=== YOUR GOAL ===
Write out the message about lexer and parser generators from "Lexer and parser" to "and parser generators.", swapping "potential" for "promise".

=== PASSAGE GIVEN ===
Lexer and parser generators using CTFE

Tue Feb 28 11:52:52 PST 2012

On 28.02.2012 22:46, Martin Nowak wrote:
> On Tue, 28 Feb 2012 08:59:21 +0100, Andrei Alexandrescu
> <SeeWebsiteForEmail at erdani.org> wrote:
>
>> I'm starting a new thread on this because I think the matter is of
>> strategic importance.
>>
>> We all felt for a long time that there's a lot of potential in CTFE,
>> and potential applications have been discussed more than a few times,
>> ranging from formatting strings parsed to DSLs and parser generators.
>>
>> Such feats are now approaching fruition because a number of factors
>> converge:
>>
>> * Dmitry Olshansky's regex library (now in Phobos) generates efficient
>> D code straight from regexen.
>>
>> * The scope and quality of CTFE has improved enormously, making more
>> advanced uses possible and even relatively easy (thanks Don!)
>>
>> * Hisayuki Mima implemented a parser generator in only 3000 lines of
>> code (sadly, no comments or documentation yet :o))

=== INFORMATION SHOWN ===
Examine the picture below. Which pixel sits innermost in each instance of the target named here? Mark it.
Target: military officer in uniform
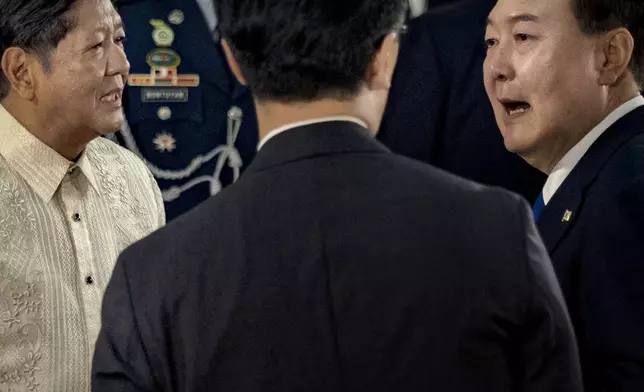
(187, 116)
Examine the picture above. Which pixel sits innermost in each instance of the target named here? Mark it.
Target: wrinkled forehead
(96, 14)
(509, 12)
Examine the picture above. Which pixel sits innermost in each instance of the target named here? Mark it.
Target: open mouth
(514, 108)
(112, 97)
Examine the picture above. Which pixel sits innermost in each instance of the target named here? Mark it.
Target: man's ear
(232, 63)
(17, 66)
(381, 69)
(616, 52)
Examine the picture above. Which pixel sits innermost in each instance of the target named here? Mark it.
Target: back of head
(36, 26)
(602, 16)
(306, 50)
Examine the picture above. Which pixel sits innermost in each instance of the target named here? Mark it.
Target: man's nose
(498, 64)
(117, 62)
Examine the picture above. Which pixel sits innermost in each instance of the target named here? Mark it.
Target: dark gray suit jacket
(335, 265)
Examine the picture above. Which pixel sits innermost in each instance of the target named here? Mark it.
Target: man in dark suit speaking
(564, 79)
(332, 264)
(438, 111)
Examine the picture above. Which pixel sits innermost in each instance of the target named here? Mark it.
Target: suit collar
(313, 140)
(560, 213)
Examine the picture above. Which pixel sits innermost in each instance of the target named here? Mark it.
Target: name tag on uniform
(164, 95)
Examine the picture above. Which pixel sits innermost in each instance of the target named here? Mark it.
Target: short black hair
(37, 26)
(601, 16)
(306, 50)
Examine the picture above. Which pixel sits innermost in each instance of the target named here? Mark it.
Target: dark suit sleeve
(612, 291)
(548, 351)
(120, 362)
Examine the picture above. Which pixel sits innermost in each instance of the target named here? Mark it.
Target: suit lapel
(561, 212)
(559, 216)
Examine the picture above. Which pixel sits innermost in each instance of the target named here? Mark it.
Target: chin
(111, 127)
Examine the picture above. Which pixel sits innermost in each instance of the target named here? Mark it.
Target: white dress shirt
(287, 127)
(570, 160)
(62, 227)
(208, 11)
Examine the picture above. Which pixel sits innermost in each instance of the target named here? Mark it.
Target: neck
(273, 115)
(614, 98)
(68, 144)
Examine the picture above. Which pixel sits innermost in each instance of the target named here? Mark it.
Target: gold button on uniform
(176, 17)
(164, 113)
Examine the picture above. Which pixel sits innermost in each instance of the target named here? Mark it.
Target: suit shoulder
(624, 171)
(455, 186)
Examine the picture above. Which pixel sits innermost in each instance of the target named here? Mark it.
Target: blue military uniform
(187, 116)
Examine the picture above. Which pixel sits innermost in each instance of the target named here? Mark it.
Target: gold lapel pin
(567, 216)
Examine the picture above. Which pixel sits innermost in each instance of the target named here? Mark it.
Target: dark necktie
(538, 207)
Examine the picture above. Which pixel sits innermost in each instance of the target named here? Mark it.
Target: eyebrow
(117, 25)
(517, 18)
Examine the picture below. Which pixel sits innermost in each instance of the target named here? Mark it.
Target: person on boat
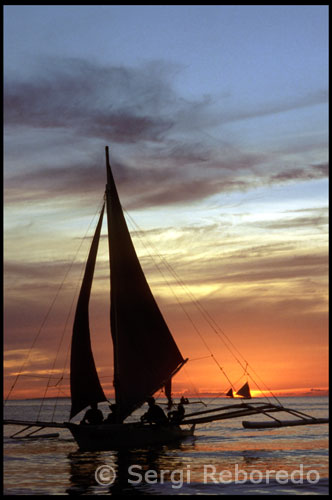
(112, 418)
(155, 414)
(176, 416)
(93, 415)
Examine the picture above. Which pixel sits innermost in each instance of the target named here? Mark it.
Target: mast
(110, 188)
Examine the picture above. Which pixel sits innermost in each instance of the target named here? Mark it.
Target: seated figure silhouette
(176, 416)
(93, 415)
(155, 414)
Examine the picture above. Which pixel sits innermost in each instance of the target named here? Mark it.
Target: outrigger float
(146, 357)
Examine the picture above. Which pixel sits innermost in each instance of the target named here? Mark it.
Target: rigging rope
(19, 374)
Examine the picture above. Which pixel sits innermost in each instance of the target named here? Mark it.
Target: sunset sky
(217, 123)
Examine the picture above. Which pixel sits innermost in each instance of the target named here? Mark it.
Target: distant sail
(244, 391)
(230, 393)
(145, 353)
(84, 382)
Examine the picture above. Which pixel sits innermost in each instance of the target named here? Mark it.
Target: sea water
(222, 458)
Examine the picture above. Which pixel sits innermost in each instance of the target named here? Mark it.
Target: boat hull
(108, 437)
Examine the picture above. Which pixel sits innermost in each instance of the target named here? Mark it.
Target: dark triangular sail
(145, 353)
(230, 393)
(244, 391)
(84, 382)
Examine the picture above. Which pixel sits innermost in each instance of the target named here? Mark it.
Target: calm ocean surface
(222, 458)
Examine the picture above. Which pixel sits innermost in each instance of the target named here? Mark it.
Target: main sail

=== OUTPUT ===
Lexer and parser generators using CTFE

Tue Feb 28 11:52:52 PST 2012

On 28.02.2012 22:46, Martin Nowak wrote:
> On Tue, 28 Feb 2012 08:59:21 +0100, Andrei Alexandrescu
> <SeeWebsiteForEmail at erdani.org> wrote:
>
>> I'm starting a new thread on this because I think the matter is of
>> strategic importance.
>>
>> We all felt for a long time that there's a lot of promise in CTFE,
>> and promise applications have been discussed more than a few times,
>> ranging from formatting strings parsed to DSLs and parser generators.